SHORT EXERCISE> Render each line of the listing below as a JSON list of strings, one string per line, with blank lines skipped. Leave the pictures out of the result.

DATA EXTRACT>

"""

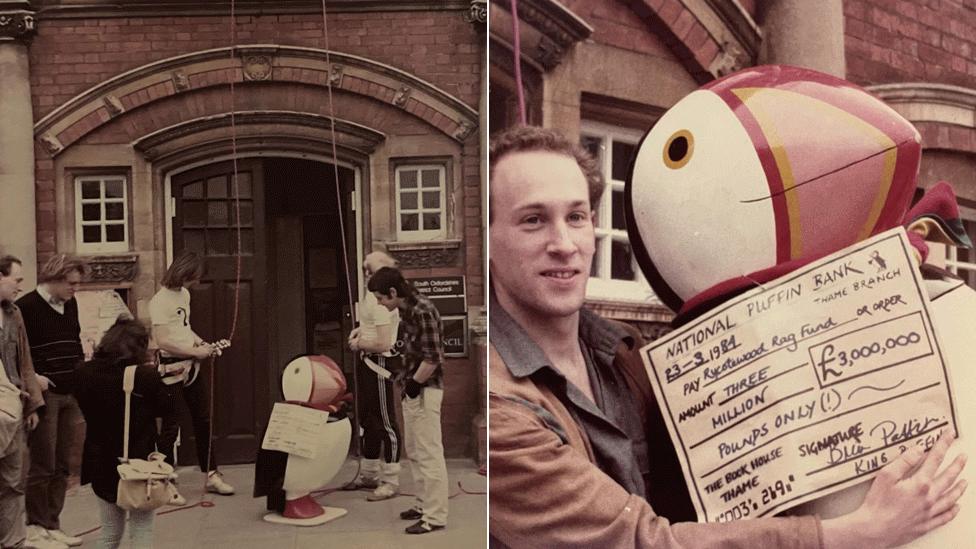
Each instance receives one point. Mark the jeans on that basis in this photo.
(381, 434)
(197, 399)
(50, 446)
(13, 519)
(422, 424)
(113, 526)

"""

FINISHED ANSWER>
[
  "Each instance receives one point. Mark the jeans on that basis in this photo.",
  "(381, 434)",
  "(197, 399)",
  "(50, 446)",
  "(13, 519)",
  "(422, 424)",
  "(113, 526)"
]